Task details
Turn every line of the records below into a JSON list of strings, one string per line, with blank lines omitted. Leave the pictures out of the result.

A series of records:

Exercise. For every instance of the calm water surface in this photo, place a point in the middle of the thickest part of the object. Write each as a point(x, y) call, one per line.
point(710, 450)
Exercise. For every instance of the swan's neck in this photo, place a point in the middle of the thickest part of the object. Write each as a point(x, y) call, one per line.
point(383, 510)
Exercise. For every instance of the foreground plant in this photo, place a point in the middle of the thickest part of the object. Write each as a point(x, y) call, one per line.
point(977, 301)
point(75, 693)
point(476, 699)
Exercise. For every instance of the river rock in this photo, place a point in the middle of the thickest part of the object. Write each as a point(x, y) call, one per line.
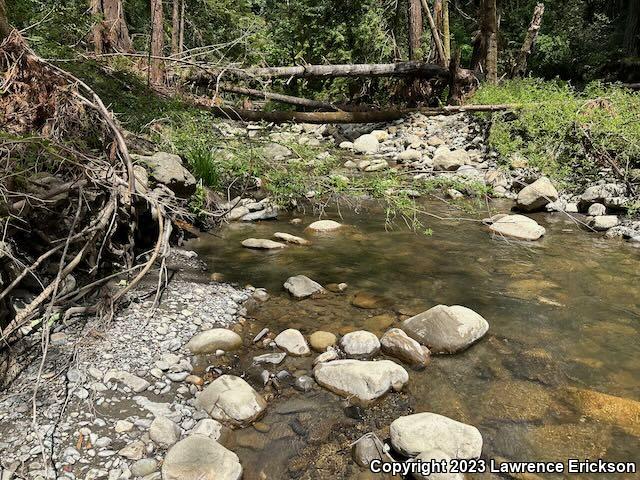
point(603, 222)
point(363, 380)
point(320, 340)
point(293, 342)
point(287, 237)
point(324, 226)
point(597, 210)
point(368, 448)
point(262, 244)
point(437, 456)
point(164, 432)
point(167, 169)
point(446, 329)
point(446, 159)
point(302, 287)
point(398, 344)
point(366, 144)
point(360, 344)
point(230, 399)
point(135, 383)
point(412, 435)
point(200, 458)
point(215, 339)
point(519, 227)
point(537, 195)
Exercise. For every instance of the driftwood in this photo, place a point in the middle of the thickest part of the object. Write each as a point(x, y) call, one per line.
point(520, 66)
point(372, 116)
point(278, 97)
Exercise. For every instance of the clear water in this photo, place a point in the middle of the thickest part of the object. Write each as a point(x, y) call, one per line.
point(565, 328)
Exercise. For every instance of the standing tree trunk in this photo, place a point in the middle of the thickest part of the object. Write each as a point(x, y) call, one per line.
point(520, 66)
point(181, 43)
point(4, 21)
point(175, 28)
point(415, 30)
point(632, 31)
point(485, 53)
point(110, 34)
point(446, 32)
point(156, 75)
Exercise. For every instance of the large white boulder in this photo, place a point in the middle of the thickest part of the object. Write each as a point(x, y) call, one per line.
point(412, 435)
point(362, 380)
point(301, 286)
point(537, 195)
point(446, 329)
point(215, 339)
point(230, 399)
point(198, 457)
point(519, 227)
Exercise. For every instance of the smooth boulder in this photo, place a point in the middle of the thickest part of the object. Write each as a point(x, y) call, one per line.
point(518, 227)
point(324, 226)
point(360, 344)
point(293, 342)
point(446, 329)
point(198, 457)
point(396, 343)
point(215, 339)
point(301, 286)
point(262, 244)
point(535, 196)
point(412, 435)
point(361, 380)
point(230, 399)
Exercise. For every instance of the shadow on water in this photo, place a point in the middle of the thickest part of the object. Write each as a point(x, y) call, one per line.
point(557, 376)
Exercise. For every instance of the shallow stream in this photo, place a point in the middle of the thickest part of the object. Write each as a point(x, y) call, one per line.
point(556, 377)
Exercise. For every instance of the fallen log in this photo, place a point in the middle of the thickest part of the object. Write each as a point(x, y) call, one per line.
point(278, 97)
point(370, 116)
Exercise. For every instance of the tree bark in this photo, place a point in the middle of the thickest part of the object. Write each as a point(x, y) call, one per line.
point(485, 55)
point(632, 30)
point(110, 34)
point(434, 32)
point(520, 66)
point(4, 21)
point(278, 97)
point(175, 28)
point(156, 75)
point(415, 30)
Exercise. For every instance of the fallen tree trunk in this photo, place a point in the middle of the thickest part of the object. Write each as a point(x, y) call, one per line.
point(278, 97)
point(371, 116)
point(417, 69)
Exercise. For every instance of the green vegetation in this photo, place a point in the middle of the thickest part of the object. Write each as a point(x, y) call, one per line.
point(564, 132)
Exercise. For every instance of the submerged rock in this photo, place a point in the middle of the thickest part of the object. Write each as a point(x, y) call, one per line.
point(519, 227)
point(230, 399)
point(293, 342)
point(537, 195)
point(398, 344)
point(215, 339)
point(324, 226)
point(446, 329)
point(302, 287)
point(360, 344)
point(262, 244)
point(412, 435)
point(200, 458)
point(363, 380)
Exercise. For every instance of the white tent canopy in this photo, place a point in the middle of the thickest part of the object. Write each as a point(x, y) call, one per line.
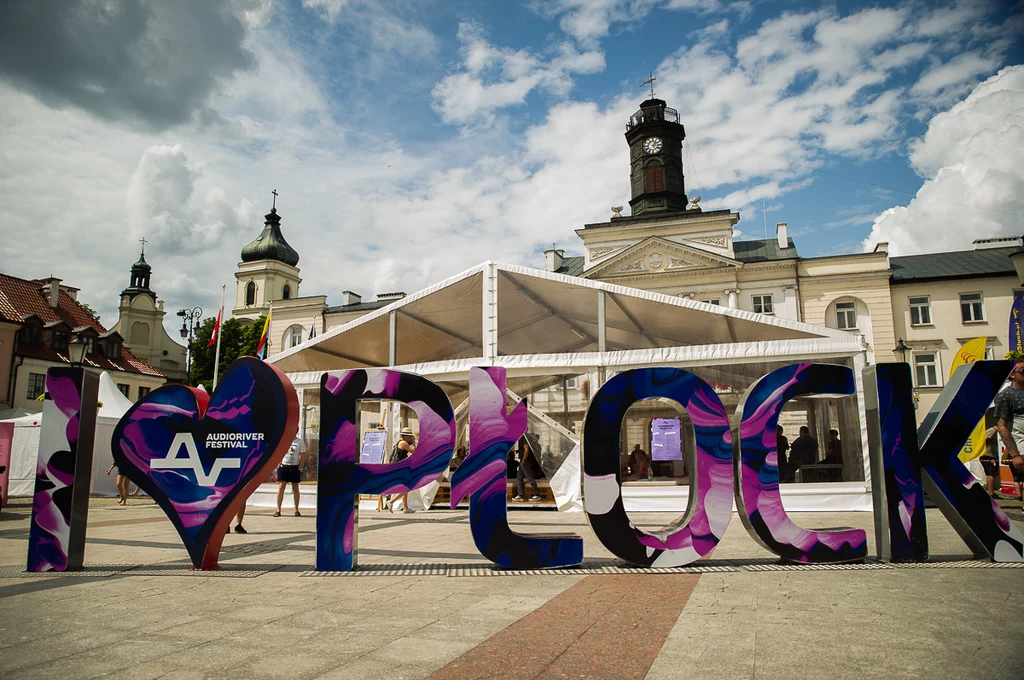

Answer
[
  "Exercise. For every instance of the calm water surface in this photo, place a point in the middle of the thickest part of the object. Write each as a point(x, y) call, one per line.",
  "point(710, 450)",
  "Exercise. For every instance of the swan's neck in this photo, place a point in the middle of the thickest part of the object. Write each as a point(x, y) call, one per line.",
  "point(383, 510)",
  "Exercise. For every instance of the foreground plant in this photo, place a point in the middle of the thickest part of the object. Write each as a point(x, y) call, one per line.",
  "point(977, 301)",
  "point(75, 693)",
  "point(476, 699)",
  "Exercise. For every instance of the river rock in this photo, place a point in the middle of the thickest part of the object. Write each as a point(x, y) call, one per line.",
  "point(603, 222)",
  "point(363, 380)",
  "point(320, 340)",
  "point(293, 342)",
  "point(287, 237)",
  "point(324, 226)",
  "point(597, 210)",
  "point(368, 448)",
  "point(262, 244)",
  "point(437, 456)",
  "point(164, 432)",
  "point(167, 169)",
  "point(446, 329)",
  "point(446, 159)",
  "point(302, 287)",
  "point(398, 344)",
  "point(366, 144)",
  "point(360, 344)",
  "point(230, 399)",
  "point(135, 383)",
  "point(412, 435)",
  "point(200, 458)",
  "point(215, 339)",
  "point(519, 227)",
  "point(537, 195)",
  "Exercise. For every instance of the driftwood in this photo, place a point in the middle of the thickest part of the object. Write each as a point(x, y) call, one per line.",
  "point(520, 66)",
  "point(372, 116)",
  "point(278, 97)",
  "Exercise. For every instance of the clear water in this photo, place a point in the middle of the thickest part of the object. Write each as a point(x, y) call, one per line.",
  "point(565, 328)",
  "Exercise. For every instance of the standing tree trunk in this photo, place a point in the middle of the thickest part of the object. Write each as a point(x, y) call, one per line.",
  "point(520, 66)",
  "point(181, 43)",
  "point(4, 21)",
  "point(175, 28)",
  "point(415, 30)",
  "point(632, 31)",
  "point(485, 53)",
  "point(110, 34)",
  "point(446, 32)",
  "point(156, 75)",
  "Exercise. For every instance of the large white boulder in this photo, place a point in the middle of the thickest part of the object. Write each as a point(x, y) call, one per line.",
  "point(412, 435)",
  "point(362, 380)",
  "point(301, 286)",
  "point(537, 195)",
  "point(446, 329)",
  "point(215, 339)",
  "point(230, 399)",
  "point(198, 457)",
  "point(519, 227)",
  "Exercise. For every instance of the smooth boulder in this photo, place a point in the middle of the thickest part of the object. Write each as a point(x, y) call, one per line.",
  "point(518, 227)",
  "point(324, 226)",
  "point(360, 344)",
  "point(293, 342)",
  "point(446, 329)",
  "point(198, 457)",
  "point(396, 343)",
  "point(215, 339)",
  "point(301, 286)",
  "point(262, 244)",
  "point(535, 196)",
  "point(412, 435)",
  "point(361, 380)",
  "point(230, 399)",
  "Exercise. For every instance of the shadow on water in this photo, place a point in the middle of the thickest part of the object. Write each as a point(x, y) call, one per line.",
  "point(557, 376)",
  "Exercise. For every instance of the shallow stream in this photo, place a point in the middle of the thickest part of the object. Write each as a point(x, y) call, one per line.",
  "point(556, 377)",
  "Exercise. For every instance of the fallen log in this photo, place a point in the middle of the thickest part of the object. Write each as a point(x, y) call, one per line.",
  "point(278, 97)",
  "point(370, 116)",
  "Exercise. For every instance of the tree bark in this photo, place a point in the middle of the thickest part of the object. Write each as a point(x, y) call, one per line.",
  "point(485, 55)",
  "point(632, 30)",
  "point(110, 34)",
  "point(434, 32)",
  "point(520, 66)",
  "point(4, 21)",
  "point(278, 97)",
  "point(175, 28)",
  "point(156, 75)",
  "point(415, 30)",
  "Exercise. For every instance of the fallen tree trunk in this photo, place a point in the middle of the thickest part of the object. Write each as a point(x, y) call, one per line.",
  "point(278, 97)",
  "point(371, 116)",
  "point(417, 69)",
  "Exercise. For every instance of the green vegetation in this photo, place a point in the middle of the thickest part of the object. Write each as a point(x, y) call, one per line.",
  "point(564, 132)",
  "Exercise. For every instance of the submerged rock in this photo, place a point in the middle of the thickest part of the object. Write each as a point(x, y) call, one per line.",
  "point(519, 227)",
  "point(230, 399)",
  "point(293, 342)",
  "point(537, 195)",
  "point(398, 344)",
  "point(215, 339)",
  "point(324, 226)",
  "point(446, 329)",
  "point(302, 287)",
  "point(360, 344)",
  "point(262, 244)",
  "point(412, 435)",
  "point(200, 458)",
  "point(363, 380)",
  "Exercise. For every instance of the white tent canopy in this photo, place a point in the middle of the thickest part of the object. Write each as a point(x, y) call, one per line."
]